* _Texto extraído_:
----------------------------------------
E neste poema eu sou um anti-Fernando Pessoa. Eu tenho uma implicância muito grande com o Pessoa. Eu leio ele desde que a Cleonice me apresentou, em 1956. Já estudei muito o Pessoa. Eu achava a diferença entre os heterônimos nenhuma, compreende? Eu não conseguia. Me dava aflição. Cada poema poderia ser escrito tanto por Alberto Caeiro, Ricardo Reis ou pelo próprio Pessoa. Não há diferença nenhuma gritante entre eles. Então para mim sempre pareceu uma farsa. E eu ainda nunca consegui pegar isso de jeito, para falar sobre essa questão. Eu acho que já em prosa: eu disse que a heteronímia não é anímica. A alma que escreveu aquilo é a mesma. Agora, é um grande poeta. Se eu implico com o João, porque não posso implicar com Pessoa? Eu e o João tínhamos conversas de doidos. Eu fazia críticas e ele respondia: “Se um chofer de táxi me disser que não gostou de um poema meu, eu não vou esquecer nunca mais!”
Como diria João Antônio, “abraçado ao meu rancor”…
Não é uma coisa incrível? Eu dizia para ele: “João, a sua poesia é maravilhosa, mas com essa sua mania de escrever versos em par, em quadra, algumas vezes você tem que colocar mais um verso, mas para fechar o número certo de versos você inclui dois. E daí parece que você está enchendo linguiça”. E ele me olhava bravo: “Mas você acha isso mesmo?” E eu respondia: “Em termos, em termos…”
A sua poesia tem uma particularidade fundamental, porque ela é quase um ensaio em poesia. É um statement, tem uma ideia por trás, tem uma tese a ser defendida. Como você vê isso?
Aí você acertou no alvo, porque eu sou um leitor de ensaios, o que me ensina a pensar. Eu sou um grande leitor de críticas, de Antonio Candido, de José Guilherme Merquior, de Augusto Meyer, que ninguém fala e é um grande crítico, de Álvaro Lins. Eu li toda essa gente, o que foi a minha faculdade. Eu li com muita aplicação. Então você tem razão. A minha poesia, como está numa carta que o Antonio Candido escreveu sobre a minha obra reunida até agora. Ele falou uma coisa importante para mim, que eu não tinha percebido: “você não registra, você delibera”. Antonio Candido falou por escrito. E eu acho que eu faço isso para me assegurar da razoabilidade do que eu escrevo. E eu também sou muito metódico. De vez em quando eu me pego contando letra por letra dos versos para saber se a mancha gráfica vai ser proporcional. E eu penso: “Meu Deus, o João passou esse vírus para mim!” Eu não posso fazer uma linha comprida e uma curta, que eu fico todo falseado. Parece que eu escorreguei e fui, ao invés de ensaiar melhor esse tempo. Eu me vejo também querendo fazer tudo para ficar bonitinho, bem arrumado. É claro que eu sou menos preso a isso que o João. Menos refém. Eu subverto, às vezes rompo com o corpo esse aprisionamento. É como vestir a mesma roupa sempre e achar que está bom. Não está. É preciso lavar com outras formas.
----------------------------------------
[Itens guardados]
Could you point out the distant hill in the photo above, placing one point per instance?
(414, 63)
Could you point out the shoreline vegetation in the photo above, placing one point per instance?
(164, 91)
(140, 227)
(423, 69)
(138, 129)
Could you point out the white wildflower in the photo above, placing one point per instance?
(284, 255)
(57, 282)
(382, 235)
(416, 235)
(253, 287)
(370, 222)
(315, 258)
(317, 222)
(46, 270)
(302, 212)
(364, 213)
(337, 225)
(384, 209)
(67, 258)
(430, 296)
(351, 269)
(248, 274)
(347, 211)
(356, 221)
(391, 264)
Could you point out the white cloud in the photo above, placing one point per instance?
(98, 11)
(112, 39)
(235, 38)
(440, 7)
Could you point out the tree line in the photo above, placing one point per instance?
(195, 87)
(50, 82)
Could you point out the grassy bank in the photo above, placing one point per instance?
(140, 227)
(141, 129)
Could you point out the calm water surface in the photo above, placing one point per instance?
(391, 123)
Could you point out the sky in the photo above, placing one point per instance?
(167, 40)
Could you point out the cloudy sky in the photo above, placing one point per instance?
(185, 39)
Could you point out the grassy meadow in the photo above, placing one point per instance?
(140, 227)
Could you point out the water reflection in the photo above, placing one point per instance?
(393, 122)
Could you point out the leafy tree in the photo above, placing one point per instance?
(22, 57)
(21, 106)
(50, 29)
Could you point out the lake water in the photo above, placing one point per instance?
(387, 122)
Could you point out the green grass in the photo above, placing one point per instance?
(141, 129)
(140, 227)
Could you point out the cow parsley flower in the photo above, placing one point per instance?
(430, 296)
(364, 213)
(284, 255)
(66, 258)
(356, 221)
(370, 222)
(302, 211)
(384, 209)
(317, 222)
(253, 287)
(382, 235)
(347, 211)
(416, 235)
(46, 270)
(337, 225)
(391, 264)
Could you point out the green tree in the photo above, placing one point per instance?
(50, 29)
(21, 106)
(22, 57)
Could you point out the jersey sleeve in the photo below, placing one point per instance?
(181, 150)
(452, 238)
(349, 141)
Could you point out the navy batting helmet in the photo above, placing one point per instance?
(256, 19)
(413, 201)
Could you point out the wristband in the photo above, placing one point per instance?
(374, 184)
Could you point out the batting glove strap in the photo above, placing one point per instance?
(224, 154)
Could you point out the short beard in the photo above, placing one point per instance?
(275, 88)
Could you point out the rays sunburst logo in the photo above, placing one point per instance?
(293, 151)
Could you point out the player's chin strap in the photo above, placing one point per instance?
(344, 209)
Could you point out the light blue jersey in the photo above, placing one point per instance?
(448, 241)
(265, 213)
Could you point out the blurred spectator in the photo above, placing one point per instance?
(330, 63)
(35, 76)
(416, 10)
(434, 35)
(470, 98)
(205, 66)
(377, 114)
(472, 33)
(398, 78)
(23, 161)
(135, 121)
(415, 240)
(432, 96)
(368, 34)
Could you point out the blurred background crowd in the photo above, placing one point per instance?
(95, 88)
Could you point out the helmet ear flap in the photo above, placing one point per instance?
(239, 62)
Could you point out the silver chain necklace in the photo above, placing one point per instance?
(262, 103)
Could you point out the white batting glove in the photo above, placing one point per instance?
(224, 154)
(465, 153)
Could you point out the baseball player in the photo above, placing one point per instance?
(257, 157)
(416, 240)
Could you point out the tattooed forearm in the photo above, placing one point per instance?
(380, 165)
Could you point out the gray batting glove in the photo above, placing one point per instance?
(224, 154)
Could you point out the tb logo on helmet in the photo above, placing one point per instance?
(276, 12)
----------------------------------------
* _Tarefas_:
a – Transcreva da entrevista o trecho que começa em "Como diria João" e vai até "você vê isso?", incluindo essas palavras.
b – De acordo com a entrevista, em que ano Cleonice apresentou Pessoa a quem fala?
Baseie-se somente na entrevista.

* _Respostas_:
a –
Como diria João Antônio, “abraçado ao meu rancor”…
Não é uma coisa incrível? Eu dizia para ele: “João, a sua poesia é maravilhosa, mas com essa sua mania de escrever versos em par, em quadra, algumas vezes você tem que colocar mais um verso, mas para fechar o número certo de versos você inclui dois. E daí parece que você está enchendo linguiça”. E ele me olhava bravo: “Mas você acha isso mesmo?” E eu respondia: “Em termos, em termos…”
A sua poesia tem uma particularidade fundamental, porque ela é quase um ensaio em poesia. É um statement, tem uma ideia por trás, tem uma tese a ser defendida. Como você vê isso?

b – Em 1956.